**Instructions to follow**
Please reproduce the passage below on fire service brotherhood, word for word, from "He asked me" up to and including "and no SCBA.".

A buddy asked me for a favor last week. It was my pleasure to collaborate with my dearest friend, Jack Peltier of Marlborough, Massachusetts, on a project for which he had volunteered. Jack was asked to say a few words on the concept of Brotherhood for a recent ceremony in Leominster, Massachusetts.

He asked me for a few thoughts. I was only to glad to share a few of my thoughts on the concept of this critical fire service concept. Far too many people are living lives of selfish, self-interest. I am always willing to work to provide a counterbalance to the selfishness of this world of ours.

As usual, my brain did not shut off once my thoughts were shared with Jack. It seems to me that a lot of people are running their mouths about something with which they have had very little experience. Every time I hear someone talk about the Brotherhood, they do so with bent-up leather helmets, dirty gear, and no SCBA.

They make it seem as though the only place where we experience the Brotherhood is at fires. Such a narrow view or a grand and glorious concept saddens me. If we do it right, it becomes a force to guide our very souls. Brotherhood is a 24/7 part of our lives.

You cannot turn it on and off, or share with some folks and not others. You are either a part of the Brotherhood, or an imposter dressing in firefighting garb. The all-encompassing nature of Brotherhood is one aspect of being a part of the fire service that seems to be increasingly overlooked by the members of our service.

**Data excerpts**
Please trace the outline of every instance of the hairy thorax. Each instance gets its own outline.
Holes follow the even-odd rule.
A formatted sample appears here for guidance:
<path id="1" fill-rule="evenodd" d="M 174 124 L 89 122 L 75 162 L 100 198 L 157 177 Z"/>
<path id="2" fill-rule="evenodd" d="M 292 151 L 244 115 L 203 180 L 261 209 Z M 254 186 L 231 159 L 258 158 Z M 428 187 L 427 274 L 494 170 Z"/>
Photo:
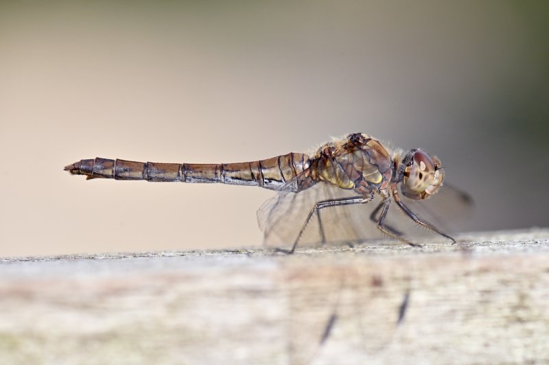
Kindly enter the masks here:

**In response**
He asked me for a few thoughts. I was only to glad to share a few of my thoughts on the concept of this critical fire service concept. Far too many people are living lives of selfish, self-interest. I am always willing to work to provide a counterbalance to the selfishness of this world of ours.

As usual, my brain did not shut off once my thoughts were shared with Jack. It seems to me that a lot of people are running their mouths about something with which they have had very little experience. Every time I hear someone talk about the Brotherhood, they do so with bent-up leather helmets, dirty gear, and no SCBA.